▶ Required work: The expected answer is the data below, printed verbatim without its pictures.

▶ Source data:

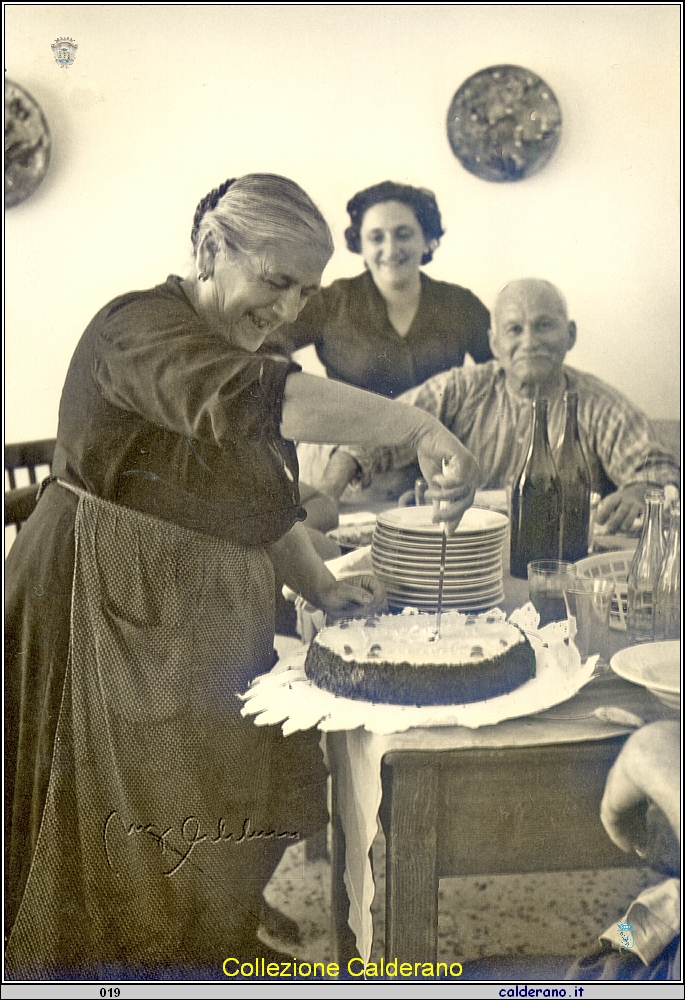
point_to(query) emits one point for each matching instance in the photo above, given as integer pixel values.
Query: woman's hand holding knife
(452, 472)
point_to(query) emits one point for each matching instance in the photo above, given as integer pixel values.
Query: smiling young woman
(392, 327)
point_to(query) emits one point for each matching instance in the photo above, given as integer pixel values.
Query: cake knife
(443, 559)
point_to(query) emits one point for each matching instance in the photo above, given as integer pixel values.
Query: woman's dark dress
(149, 814)
(356, 342)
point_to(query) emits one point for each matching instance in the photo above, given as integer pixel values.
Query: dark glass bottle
(644, 571)
(574, 473)
(536, 501)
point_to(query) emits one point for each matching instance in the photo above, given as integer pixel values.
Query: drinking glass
(546, 581)
(588, 602)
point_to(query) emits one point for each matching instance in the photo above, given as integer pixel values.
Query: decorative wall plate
(504, 123)
(27, 144)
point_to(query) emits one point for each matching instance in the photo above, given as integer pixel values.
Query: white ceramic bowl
(654, 665)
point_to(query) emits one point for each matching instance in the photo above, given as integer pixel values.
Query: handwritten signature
(190, 835)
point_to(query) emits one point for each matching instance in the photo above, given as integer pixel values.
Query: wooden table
(481, 811)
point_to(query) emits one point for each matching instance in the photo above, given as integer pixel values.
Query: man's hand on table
(355, 597)
(618, 511)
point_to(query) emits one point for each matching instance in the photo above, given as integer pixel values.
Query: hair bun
(208, 204)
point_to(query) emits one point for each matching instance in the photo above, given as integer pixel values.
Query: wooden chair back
(21, 463)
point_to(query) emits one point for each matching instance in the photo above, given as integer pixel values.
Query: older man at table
(488, 408)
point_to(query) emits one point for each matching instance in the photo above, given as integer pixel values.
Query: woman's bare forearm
(327, 412)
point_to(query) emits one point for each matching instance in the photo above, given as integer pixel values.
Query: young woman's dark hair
(421, 201)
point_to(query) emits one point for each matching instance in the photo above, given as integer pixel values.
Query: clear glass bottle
(667, 609)
(536, 501)
(574, 473)
(644, 571)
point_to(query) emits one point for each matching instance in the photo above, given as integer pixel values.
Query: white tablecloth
(363, 733)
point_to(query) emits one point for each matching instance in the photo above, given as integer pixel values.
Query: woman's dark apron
(166, 811)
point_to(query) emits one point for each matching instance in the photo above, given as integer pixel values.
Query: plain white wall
(164, 102)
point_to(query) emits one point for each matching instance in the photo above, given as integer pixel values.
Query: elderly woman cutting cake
(145, 815)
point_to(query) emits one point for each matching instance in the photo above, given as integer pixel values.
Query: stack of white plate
(406, 550)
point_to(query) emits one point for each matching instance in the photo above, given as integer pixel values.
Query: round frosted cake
(397, 659)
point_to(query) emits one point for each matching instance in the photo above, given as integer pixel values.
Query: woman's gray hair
(253, 213)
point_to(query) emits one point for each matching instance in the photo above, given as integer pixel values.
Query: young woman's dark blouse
(356, 342)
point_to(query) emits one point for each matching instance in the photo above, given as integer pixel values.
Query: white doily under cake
(285, 696)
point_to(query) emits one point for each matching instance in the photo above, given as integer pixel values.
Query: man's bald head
(531, 334)
(536, 290)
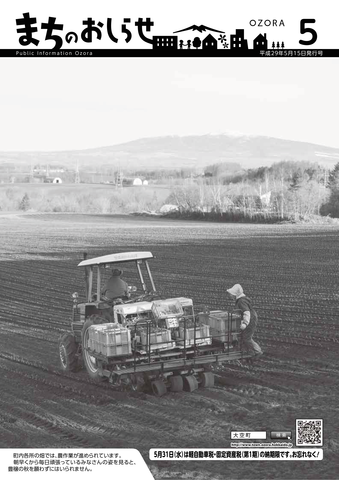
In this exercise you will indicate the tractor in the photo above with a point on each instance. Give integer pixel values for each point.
(143, 341)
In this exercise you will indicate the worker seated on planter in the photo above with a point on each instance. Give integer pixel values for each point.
(116, 287)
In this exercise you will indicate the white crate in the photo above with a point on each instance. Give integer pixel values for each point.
(201, 331)
(156, 337)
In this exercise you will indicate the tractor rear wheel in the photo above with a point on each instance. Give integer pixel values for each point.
(159, 388)
(207, 379)
(68, 352)
(176, 383)
(190, 383)
(90, 361)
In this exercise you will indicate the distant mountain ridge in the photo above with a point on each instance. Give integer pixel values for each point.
(192, 151)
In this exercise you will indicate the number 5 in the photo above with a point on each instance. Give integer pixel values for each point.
(303, 30)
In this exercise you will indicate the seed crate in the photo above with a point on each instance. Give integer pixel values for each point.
(167, 308)
(190, 341)
(218, 320)
(200, 332)
(110, 339)
(160, 335)
(222, 336)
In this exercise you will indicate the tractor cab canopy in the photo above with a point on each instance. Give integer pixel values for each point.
(99, 263)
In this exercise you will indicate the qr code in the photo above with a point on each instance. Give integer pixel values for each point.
(309, 432)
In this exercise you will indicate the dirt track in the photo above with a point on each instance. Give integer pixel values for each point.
(292, 274)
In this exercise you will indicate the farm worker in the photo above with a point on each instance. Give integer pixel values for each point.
(249, 319)
(115, 286)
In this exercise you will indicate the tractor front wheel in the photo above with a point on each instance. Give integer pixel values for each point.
(207, 379)
(159, 388)
(190, 383)
(90, 361)
(176, 383)
(68, 352)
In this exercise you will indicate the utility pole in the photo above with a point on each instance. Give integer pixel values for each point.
(119, 178)
(77, 175)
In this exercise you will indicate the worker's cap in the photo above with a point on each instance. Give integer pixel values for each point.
(236, 290)
(116, 272)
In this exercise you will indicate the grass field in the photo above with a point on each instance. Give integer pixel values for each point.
(81, 198)
(290, 271)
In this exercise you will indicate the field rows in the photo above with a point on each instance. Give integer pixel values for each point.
(290, 272)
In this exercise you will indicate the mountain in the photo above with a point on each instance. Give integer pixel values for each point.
(200, 28)
(176, 152)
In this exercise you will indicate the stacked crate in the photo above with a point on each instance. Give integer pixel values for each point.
(110, 340)
(157, 338)
(202, 333)
(223, 326)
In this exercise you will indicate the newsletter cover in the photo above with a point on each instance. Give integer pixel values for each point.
(169, 191)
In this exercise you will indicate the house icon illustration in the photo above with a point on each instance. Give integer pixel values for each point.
(209, 43)
(238, 40)
(169, 42)
(260, 42)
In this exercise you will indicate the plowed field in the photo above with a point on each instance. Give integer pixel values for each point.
(291, 272)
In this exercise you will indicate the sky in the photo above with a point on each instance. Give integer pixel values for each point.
(79, 103)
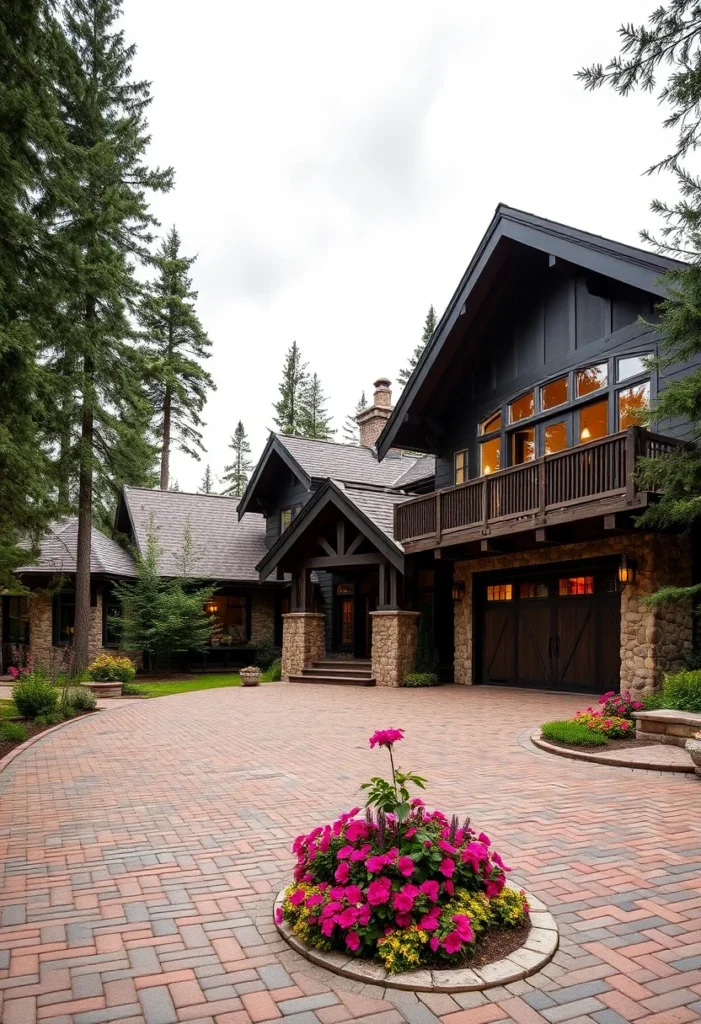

▶ Task solution:
point_to(query) emits one point for each matching instance in the photo above, given as integer pixel values.
Query: woman's hand holding knife
(452, 472)
point_to(query) emits one point for each matching instance in the photo above, given as integer pixel values.
Query: smiling young woman
(392, 327)
point_to(query) emits one point for each matching instance in the photo above, given as integer pixel values.
Query: cake knife
(443, 559)
point_to(query) emits one point for each matching instance in the photo above, given as integer pixel values.
Query: woman's dark dress
(149, 814)
(356, 342)
point_to(query) emits one point for each matching instance in the photo above, given as integer pixel values.
Query: dark glass bottle
(644, 571)
(574, 473)
(536, 501)
point_to(query) emits one point for each matching instance in the photo above, given as integer pixel values.
Query: drinking glass
(546, 581)
(588, 602)
point_to(query) emits one point for each matching instance in the photo above, given as integer pixel values.
Query: decorative wall plate
(504, 123)
(27, 144)
point_to(query) emits one point for each matching instance in the photo above, given as integer pixel values.
Query: white ceramic bowl
(654, 665)
point_to(query) emits one point for each matching instance in the photo above, given as integer pixel values.
Query: handwritten signature
(190, 835)
point_to(query) emits one point for each matching instance in the photo above, given as integer pixel values.
Query: wooden table
(481, 811)
point_to(query) emits one point for each matching instance in the photo above, given as integer pixel values.
Query: man's hand on table
(355, 597)
(618, 511)
point_to(query) emits one point for each matching instance in the photo above, given as integer pixel values.
Query: hair bun
(208, 204)
point_to(query) emits one point for each matching instance in the photo above, given as integer pixel values.
Query: wooden chair back
(21, 463)
point_to(query) emits one point for each matching instance in the photo above, given as integer pixel values.
Query: older man at table
(488, 408)
point_to(query) emits one point for each matching instance in the photo above, given as integer pixel values.
Query: woman's bare forearm
(327, 412)
point_to(query) emits one point for each matching instance in the photo above, given as integer pixel values.
Query: young woman's dark hair
(421, 201)
point_to(query) emits one point for each matching instance in the photo above, given as integer pixel values.
Query: clear glass bottle
(667, 609)
(536, 501)
(574, 473)
(644, 571)
point_to(query) emits one point for each matching instance in the photo above, given as integer pixel values.
Query: white tablecloth
(363, 733)
point_to(query) emits one point for each matching instance in the photo above, given as integer pixel values.
Query: woman's dark apron
(166, 811)
point_to(query) emits one point for each matching instance in the photo above, given as integer pixel values.
Query: plain white wall
(164, 102)
point_to(query) emits one point for each matching instance in the photo above, given as integer pixel values.
Query: elderly woman cutting cake
(145, 815)
point_to(query) emits one point for each matching instance in the photo above, given as integer pixel values.
Query: stack of white plate
(406, 550)
point_to(query) emits one point for each matching instance in the photo above, given as integer pixel values.
Query: round frosted cake
(397, 659)
point_to(query) emits one point for each matching instance in the photo above, given as integer pixel values.
Query: woman's gray hair
(253, 213)
point_to(query) emits one point for each matching instance in the photo above, given as integer pixel values.
Query: young woman's dark blouse
(356, 342)
point_to(query) emits one point for each matching instance in the photo above, given as integer pixel values.
Query: white doily under cake
(285, 696)
point_to(query) emits one point for each matching instance in the photo above, given as integer pixel values.
Query: man's bald head
(531, 334)
(536, 290)
In this exercise you will indicate the tractor in the photo above with a point on each instance. Give integer pixel values for each point.
(143, 341)
In this exercise you will indicate the worker seated on planter in the photo above with a point on each instance. Give integer pixel values for each point.
(116, 287)
In this exercise you will indicate the white crate in the photo above with a point on each instance. Give integer pixel values for each point.
(201, 331)
(156, 337)
In this exercise you will indicate the tractor rear wheel in the photo above with a point on each instance. Give integer pixel values for each point.
(159, 388)
(207, 379)
(68, 352)
(176, 383)
(190, 383)
(90, 361)
In this exercise you will indicate the distant mountain ridge in the photo above with a point on each instance. Give integer pixel values for each point.
(192, 151)
In this exercise you will indicate the number 5 in the photo above with a point on each instance. Give integer pixel values for each point.
(303, 30)
In this exercise you will indicate the seed crate in the photo above with a point on each instance. Give integer pixel values for each point.
(167, 308)
(190, 341)
(218, 320)
(200, 332)
(110, 339)
(160, 335)
(222, 336)
In this exercise you will indicate the tractor cab canopy in the photo above with a point on each instance. Give integer pixel values for each point.
(99, 263)
In this exercise you will indicate the qr code in the photo above with a point on each instance. Give integer pixel values for each point.
(309, 432)
In this exercise you will indicate the dirt track in the photo above with a point on each instance. Give integer pixel values for each point.
(292, 274)
In this exercise you will indicate the farm worker in the photo above with a point on each instance. Give integer pixel values for each point.
(249, 319)
(115, 286)
In this exercise you will indicate the tractor front wheel in the photo above with a point on each instance. Give integer pixel values for each point.
(207, 379)
(159, 388)
(190, 383)
(90, 361)
(176, 383)
(68, 352)
In this exercise you will indicate the utility pole in the photo above with a point on each instance. Give integer pixel values for each point.
(119, 178)
(77, 175)
In this exercise you will indicate the worker's cap in the photo above with a point on each instance. Give integer pixel values for each point.
(236, 290)
(116, 272)
In this exercise you will indicate the grass field in the photo above with a point on each instance. Give integer pixel values for each point.
(81, 198)
(290, 271)
In this exercise you will indicate the field rows in the photo above with a point on each instance. Give integer pixel values for each point.
(290, 272)
In this exercise you will indicate the mountain in the photo above with a point on each instance. Give integer pixel values for each point.
(200, 28)
(176, 152)
In this exercise you will indicate the stacked crate in the photo above with a point on each instance. Give integer pixel values for each point.
(110, 340)
(157, 338)
(202, 333)
(223, 326)
In this exercise you will indicate the newsletter cover in the photo above with a point on each instance. Give integer pixel values for each point.
(169, 191)
In this exercise you will indicate the house icon illustration in the photo above with a point on each instance. Give integer pixel values for each point.
(209, 43)
(238, 40)
(169, 42)
(260, 42)
In this exercise you will indicate the plowed field in the photo above with a point on each instance. Give integer pixel values for each point.
(291, 272)
In this exercise you will indicate the sky in the photo above with a point on each instance. Give integer pixel values for each point.
(79, 103)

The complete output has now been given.